- _Passage for review_:
■ ■ ■ ■ ■ ■ ■

One of the surprise hits of last summer was "The Devil Wears Prada" (Fox, $30), a comedy based on the bestseller starring Anne Hathaway as a fashion-challenged young journalist who takes a job as an assistant to the glamorous and powerful Miranda Priestley (Meryl Streep), editor of one of the top fashion magazines.
Emily Blunt plays her first assistant and Stanley Tucci is one of the magazine's fashion editors who takes Hathaway under his wing.
Among the extras on the disc for the likely Golden Globes contender are a featurette that chronicles how difficult it was to bring "Prada" to the screen -- several scribes had written screenplays that didn't strike the right balance between the humor and the heart -- a profile of the costume designer Patricia Field and dish on how designer Valentino agreed to appear in "Prada." There are also 15 deleted scenes and a wonderful gag reel that reveals Hathaway and Blunt had more than their share of problems walking in four-inch heels. Rounding out the disc is friendly commentary with director David Frankel, producer Wendy Finerman, Field and others.
Will Ferrell shines as the good ol' country boy No. 1 NASCAR racer who finds his status challenged in the hit comedy "Talladega Nights: The Ballad of Ricky Bobby" (Sony, $29 for both the theatrical and unrated, extended version).

■ ■ ■ ■ ■ ■ ■

- _Source material_:
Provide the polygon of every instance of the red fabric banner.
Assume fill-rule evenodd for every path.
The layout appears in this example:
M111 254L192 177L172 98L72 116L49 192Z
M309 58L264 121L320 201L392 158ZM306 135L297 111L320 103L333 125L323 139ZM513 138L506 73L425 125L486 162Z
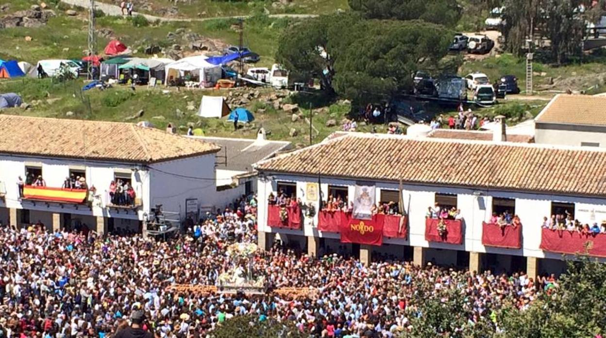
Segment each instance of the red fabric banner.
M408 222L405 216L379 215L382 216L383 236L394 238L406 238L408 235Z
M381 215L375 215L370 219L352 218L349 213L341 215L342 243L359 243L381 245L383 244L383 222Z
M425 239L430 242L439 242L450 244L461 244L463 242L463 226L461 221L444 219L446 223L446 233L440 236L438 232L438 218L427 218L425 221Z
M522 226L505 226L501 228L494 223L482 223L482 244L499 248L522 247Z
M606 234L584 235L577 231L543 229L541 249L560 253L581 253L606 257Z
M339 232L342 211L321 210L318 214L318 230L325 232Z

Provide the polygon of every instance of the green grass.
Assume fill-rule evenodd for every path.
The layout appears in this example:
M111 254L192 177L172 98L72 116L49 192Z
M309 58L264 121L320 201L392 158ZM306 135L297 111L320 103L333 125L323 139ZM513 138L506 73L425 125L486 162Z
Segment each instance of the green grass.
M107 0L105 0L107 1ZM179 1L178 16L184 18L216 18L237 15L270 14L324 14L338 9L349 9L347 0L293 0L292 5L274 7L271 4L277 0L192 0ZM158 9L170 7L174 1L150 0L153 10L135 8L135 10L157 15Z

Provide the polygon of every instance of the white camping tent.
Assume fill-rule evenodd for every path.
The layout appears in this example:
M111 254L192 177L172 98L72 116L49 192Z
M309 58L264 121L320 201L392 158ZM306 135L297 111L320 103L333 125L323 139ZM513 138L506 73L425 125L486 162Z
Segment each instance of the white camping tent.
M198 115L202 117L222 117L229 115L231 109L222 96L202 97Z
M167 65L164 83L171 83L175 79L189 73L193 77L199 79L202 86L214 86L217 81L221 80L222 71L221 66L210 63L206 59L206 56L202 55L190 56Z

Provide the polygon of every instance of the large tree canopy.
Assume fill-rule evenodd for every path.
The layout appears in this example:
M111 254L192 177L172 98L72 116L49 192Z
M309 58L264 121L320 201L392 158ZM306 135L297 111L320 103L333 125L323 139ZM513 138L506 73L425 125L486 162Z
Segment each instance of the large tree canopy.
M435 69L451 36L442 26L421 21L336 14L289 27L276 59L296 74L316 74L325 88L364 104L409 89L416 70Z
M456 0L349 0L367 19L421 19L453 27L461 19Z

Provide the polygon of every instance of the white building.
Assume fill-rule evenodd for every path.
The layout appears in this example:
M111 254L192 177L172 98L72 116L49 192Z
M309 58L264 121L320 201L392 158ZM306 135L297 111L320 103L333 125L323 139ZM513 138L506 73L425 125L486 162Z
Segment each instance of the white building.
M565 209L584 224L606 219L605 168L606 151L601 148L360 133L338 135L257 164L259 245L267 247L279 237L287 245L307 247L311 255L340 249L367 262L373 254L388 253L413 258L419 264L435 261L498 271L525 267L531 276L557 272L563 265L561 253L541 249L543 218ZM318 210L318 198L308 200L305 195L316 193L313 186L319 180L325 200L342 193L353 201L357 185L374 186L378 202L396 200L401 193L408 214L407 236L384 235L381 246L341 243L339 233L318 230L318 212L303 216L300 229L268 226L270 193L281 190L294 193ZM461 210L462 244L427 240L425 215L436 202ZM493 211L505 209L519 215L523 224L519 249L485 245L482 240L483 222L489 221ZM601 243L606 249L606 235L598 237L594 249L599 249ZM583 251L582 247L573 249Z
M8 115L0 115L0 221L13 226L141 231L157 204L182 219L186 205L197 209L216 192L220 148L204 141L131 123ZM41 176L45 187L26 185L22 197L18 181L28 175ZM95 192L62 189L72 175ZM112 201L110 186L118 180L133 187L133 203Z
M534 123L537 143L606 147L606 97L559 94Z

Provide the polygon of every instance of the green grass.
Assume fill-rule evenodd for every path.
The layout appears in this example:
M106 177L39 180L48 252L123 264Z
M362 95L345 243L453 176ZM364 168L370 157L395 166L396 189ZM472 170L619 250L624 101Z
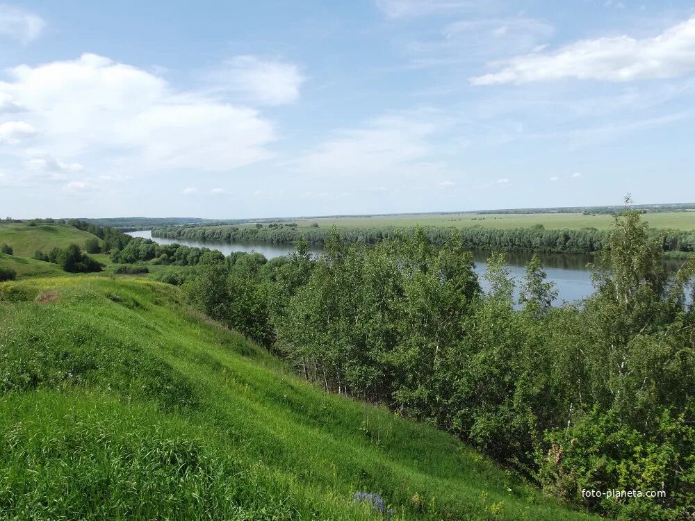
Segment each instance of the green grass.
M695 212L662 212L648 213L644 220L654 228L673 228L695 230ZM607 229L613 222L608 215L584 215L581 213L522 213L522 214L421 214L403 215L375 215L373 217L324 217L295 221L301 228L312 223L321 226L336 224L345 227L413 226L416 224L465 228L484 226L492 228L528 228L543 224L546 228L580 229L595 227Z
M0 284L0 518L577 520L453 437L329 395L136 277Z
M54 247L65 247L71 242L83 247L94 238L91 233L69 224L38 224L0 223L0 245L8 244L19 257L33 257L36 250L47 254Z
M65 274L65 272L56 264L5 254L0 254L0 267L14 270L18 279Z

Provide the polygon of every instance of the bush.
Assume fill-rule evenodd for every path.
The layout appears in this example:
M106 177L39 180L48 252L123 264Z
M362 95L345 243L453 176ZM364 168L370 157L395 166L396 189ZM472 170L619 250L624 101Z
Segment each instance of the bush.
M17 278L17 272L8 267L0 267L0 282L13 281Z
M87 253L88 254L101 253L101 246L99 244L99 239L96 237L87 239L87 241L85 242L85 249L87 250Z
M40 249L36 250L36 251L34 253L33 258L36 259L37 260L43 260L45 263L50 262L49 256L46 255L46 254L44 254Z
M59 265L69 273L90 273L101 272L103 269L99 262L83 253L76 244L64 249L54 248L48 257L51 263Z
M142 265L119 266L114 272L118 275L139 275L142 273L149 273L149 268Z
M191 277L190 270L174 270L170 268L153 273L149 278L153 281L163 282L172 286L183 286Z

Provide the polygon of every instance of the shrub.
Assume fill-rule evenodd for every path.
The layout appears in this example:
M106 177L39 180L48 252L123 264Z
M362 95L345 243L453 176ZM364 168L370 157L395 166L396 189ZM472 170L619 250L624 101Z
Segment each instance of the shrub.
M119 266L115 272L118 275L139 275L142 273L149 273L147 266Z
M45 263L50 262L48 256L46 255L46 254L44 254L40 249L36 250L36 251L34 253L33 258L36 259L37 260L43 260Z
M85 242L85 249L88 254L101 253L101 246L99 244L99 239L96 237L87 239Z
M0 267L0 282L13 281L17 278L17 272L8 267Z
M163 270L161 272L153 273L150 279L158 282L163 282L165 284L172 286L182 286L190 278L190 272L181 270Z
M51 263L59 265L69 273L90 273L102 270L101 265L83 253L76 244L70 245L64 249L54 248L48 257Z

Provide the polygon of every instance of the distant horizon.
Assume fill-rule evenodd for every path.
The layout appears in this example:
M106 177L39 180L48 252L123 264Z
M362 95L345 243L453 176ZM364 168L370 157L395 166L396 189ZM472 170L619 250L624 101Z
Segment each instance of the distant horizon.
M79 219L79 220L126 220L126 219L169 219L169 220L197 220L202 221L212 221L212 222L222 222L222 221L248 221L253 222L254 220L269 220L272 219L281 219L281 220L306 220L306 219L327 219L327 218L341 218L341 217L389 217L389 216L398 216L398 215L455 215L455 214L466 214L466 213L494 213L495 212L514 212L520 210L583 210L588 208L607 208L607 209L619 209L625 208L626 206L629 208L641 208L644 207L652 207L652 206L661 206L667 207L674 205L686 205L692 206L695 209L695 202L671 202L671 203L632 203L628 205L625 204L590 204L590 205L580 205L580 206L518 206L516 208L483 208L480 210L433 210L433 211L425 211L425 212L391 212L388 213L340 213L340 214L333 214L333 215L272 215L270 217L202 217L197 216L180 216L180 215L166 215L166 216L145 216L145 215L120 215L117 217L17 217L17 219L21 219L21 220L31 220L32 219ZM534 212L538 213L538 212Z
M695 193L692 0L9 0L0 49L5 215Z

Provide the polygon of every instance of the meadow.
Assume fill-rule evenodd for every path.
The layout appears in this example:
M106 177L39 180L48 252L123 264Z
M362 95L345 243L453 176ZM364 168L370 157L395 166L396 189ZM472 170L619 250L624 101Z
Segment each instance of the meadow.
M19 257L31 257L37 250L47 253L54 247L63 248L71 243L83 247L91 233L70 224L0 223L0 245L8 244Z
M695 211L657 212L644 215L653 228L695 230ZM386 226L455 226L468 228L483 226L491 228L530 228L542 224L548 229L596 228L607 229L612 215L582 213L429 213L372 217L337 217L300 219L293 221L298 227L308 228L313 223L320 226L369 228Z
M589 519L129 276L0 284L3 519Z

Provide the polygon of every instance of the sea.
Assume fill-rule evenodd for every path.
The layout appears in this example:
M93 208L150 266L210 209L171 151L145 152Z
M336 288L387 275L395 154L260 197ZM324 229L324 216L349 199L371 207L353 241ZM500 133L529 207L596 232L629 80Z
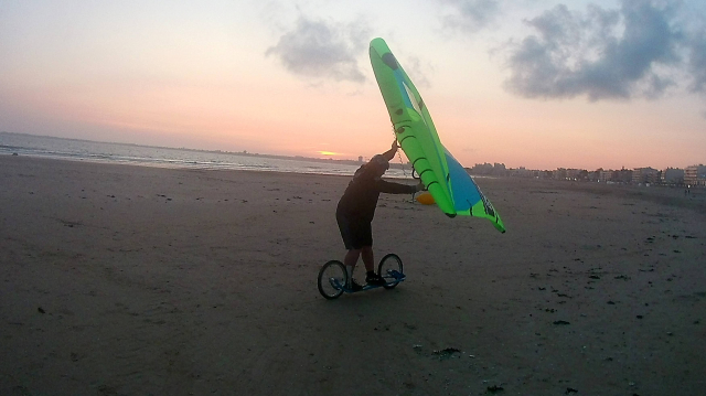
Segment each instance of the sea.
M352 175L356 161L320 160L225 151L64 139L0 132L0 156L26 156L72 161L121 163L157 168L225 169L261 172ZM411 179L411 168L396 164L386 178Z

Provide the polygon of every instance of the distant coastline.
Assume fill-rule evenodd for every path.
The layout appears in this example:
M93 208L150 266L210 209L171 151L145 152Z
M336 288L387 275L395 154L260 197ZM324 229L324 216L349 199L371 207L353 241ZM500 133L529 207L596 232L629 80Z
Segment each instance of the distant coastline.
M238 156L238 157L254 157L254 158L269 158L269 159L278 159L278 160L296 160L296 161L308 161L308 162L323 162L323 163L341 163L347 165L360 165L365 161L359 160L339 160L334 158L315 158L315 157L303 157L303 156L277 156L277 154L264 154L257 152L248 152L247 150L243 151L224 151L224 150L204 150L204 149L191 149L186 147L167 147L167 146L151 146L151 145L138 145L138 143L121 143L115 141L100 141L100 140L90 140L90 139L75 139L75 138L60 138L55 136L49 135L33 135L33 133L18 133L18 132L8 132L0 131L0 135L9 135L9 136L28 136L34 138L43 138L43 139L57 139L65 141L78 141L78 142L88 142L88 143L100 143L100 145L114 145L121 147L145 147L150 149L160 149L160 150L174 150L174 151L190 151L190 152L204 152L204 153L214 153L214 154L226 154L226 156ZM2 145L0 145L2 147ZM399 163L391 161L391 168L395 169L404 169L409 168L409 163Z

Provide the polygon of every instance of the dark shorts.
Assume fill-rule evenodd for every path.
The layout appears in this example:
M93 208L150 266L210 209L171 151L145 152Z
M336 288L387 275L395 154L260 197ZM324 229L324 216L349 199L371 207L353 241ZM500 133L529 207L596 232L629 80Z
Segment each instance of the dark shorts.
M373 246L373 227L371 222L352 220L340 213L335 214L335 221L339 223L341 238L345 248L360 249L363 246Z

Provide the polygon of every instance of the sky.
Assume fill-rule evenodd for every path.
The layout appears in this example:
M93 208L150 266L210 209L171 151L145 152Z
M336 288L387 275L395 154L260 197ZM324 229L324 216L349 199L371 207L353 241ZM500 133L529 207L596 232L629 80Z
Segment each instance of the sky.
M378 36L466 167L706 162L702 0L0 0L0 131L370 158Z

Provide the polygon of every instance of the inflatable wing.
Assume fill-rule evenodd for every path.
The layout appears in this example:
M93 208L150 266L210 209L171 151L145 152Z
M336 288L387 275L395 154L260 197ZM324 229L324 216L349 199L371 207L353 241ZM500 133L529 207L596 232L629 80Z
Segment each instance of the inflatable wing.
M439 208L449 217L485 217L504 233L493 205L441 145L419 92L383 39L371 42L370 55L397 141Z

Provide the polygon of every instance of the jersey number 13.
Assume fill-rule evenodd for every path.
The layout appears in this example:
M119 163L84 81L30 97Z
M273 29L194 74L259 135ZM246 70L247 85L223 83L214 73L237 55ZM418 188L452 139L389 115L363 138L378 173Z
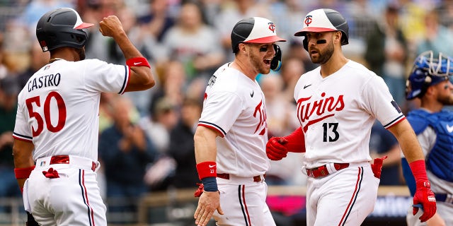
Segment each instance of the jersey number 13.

■ ■ ■ ■ ■ ■ ■

- _About this exercise_: From the review of DVD releases, transcribe the passage that starts with the words "One of the surprise" and ends with "top fashion magazines.". Rely solely on the review of DVD releases when responding.

- _Answer_:
One of the surprise hits of last summer was "The Devil Wears Prada" (Fox, $30), a comedy based on the bestseller starring Anne Hathaway as a fashion-challenged young journalist who takes a job as an assistant to the glamorous and powerful Miranda Priestley (Meryl Streep), editor of one of the top fashion magazines.